• **Stated task**: Collect every line below that contains the string "document", treating uppercase and lowercase as different.

• **Exercise material**:
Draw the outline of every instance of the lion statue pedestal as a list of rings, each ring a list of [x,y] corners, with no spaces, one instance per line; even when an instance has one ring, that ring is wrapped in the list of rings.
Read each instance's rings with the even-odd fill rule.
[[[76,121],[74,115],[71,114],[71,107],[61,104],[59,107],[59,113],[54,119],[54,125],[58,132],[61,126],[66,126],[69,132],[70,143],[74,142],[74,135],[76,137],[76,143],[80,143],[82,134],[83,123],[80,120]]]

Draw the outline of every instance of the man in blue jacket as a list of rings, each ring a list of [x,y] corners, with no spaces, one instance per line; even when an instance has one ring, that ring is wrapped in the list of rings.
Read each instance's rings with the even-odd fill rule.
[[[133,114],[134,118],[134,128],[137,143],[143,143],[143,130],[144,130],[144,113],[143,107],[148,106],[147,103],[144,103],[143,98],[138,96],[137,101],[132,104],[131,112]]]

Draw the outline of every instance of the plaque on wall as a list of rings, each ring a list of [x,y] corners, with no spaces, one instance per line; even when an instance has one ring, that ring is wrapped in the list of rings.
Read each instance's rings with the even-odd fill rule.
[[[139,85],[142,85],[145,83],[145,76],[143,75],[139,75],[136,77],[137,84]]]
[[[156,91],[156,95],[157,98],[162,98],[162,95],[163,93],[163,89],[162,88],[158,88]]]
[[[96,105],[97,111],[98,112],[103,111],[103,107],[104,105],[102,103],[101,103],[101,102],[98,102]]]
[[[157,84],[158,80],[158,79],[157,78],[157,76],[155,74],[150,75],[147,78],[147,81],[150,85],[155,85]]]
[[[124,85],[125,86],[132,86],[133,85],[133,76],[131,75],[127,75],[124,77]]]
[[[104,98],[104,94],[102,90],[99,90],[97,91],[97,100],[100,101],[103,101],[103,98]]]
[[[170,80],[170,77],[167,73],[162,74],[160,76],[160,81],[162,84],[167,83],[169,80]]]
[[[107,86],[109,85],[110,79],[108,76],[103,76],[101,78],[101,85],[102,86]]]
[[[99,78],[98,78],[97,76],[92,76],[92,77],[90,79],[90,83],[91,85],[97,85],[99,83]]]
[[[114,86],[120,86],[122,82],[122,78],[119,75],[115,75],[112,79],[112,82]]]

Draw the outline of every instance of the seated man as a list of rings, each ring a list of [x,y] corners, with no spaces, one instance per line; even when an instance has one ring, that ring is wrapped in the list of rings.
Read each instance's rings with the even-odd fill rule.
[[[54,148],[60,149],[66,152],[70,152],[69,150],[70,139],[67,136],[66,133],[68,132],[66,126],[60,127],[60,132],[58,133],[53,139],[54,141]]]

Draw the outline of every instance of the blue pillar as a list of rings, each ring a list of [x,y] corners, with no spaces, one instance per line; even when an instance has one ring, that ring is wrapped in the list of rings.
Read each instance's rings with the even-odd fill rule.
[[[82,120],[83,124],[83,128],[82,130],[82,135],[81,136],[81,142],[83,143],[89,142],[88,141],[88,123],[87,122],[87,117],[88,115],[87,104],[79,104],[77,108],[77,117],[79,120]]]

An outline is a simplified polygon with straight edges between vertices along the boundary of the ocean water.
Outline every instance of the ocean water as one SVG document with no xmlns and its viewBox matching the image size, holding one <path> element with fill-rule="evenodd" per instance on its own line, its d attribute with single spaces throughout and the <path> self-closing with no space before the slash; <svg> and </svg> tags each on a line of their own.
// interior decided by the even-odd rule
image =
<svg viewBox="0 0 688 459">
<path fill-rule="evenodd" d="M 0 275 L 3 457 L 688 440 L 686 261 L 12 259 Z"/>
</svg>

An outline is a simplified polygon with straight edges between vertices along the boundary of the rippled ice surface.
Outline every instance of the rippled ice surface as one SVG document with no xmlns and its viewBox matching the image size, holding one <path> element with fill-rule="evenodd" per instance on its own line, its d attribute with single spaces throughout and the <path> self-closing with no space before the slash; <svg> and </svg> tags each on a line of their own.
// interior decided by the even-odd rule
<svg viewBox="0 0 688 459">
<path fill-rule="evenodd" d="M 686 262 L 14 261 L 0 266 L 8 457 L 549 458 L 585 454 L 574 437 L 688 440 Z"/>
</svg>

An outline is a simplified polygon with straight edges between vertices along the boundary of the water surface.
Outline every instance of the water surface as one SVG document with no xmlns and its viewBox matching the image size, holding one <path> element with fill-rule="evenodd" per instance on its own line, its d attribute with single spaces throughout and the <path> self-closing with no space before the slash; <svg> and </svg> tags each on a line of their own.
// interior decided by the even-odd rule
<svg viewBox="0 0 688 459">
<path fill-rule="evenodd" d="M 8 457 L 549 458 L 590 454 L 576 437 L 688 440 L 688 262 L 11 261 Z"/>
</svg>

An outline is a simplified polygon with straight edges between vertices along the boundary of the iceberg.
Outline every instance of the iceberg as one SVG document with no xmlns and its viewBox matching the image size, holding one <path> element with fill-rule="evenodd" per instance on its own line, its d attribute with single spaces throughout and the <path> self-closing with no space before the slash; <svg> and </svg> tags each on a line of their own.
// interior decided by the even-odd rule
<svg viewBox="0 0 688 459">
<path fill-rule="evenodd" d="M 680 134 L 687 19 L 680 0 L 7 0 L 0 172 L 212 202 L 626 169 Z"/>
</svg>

• **Solution to the exercise**:
Outline every instance of the ocean water as one SVG document with no xmlns and its viewBox matching the image size, holding one <path> element with fill-rule="evenodd" per instance on its own line, its d attribute with single spaces throughout and the <path> self-closing with no space before the slash; <svg> and </svg> tags each on a line of their own.
Outline every instance of the rippled ice surface as one SVG document with no xmlns and its viewBox matching the image size, holding one <path> element with fill-rule="evenodd" per instance on its own line, its d attribute with single spaces throughout and the <path> self-closing with no space before the slash; <svg> and </svg> tags each on a line of their own.
Outline every instance of the water surface as one SVG document with no xmlns and its viewBox matching the image size, holding one <path> element with fill-rule="evenodd" per instance on its own line, its d attribute with single spaces throughout and the <path> self-closing with no space before the slash; <svg> and </svg> tags each on a line of their own.
Outline every instance of the iceberg as one SVG document with no xmlns and its viewBox matching the image size, holding one <path> element with fill-rule="evenodd" per instance on its own line, its d attribute with single spaces throughout and the <path> self-closing with no space before the slash; <svg> and </svg> tags each on a line of their own.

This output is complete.